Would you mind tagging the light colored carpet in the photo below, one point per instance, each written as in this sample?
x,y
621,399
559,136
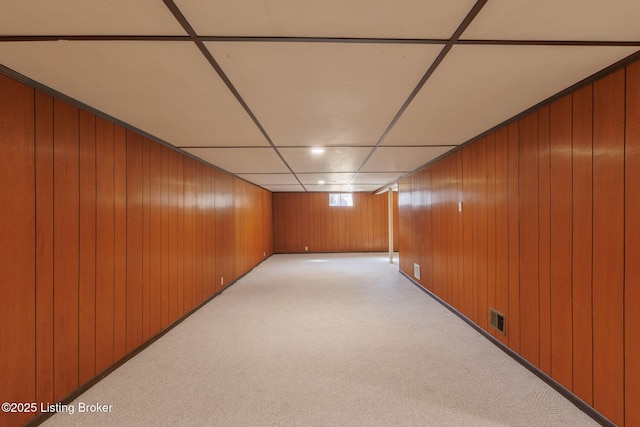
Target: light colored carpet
x,y
324,340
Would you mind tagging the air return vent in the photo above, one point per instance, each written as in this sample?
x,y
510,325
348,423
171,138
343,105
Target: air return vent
x,y
498,321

Required work = Reproduce the data above in full, exactly as it is, with the pictures left out.

Result =
Would you mind tagging the light colored carpet in the photo below, one point per instance, each written as in this sample?
x,y
621,399
559,136
Target: light colored carpet
x,y
324,340
Would you mind tagging the air return vent in the photo above, one point per instance, each written as in this sample?
x,y
510,325
348,423
171,138
343,105
Target: air return vent
x,y
498,321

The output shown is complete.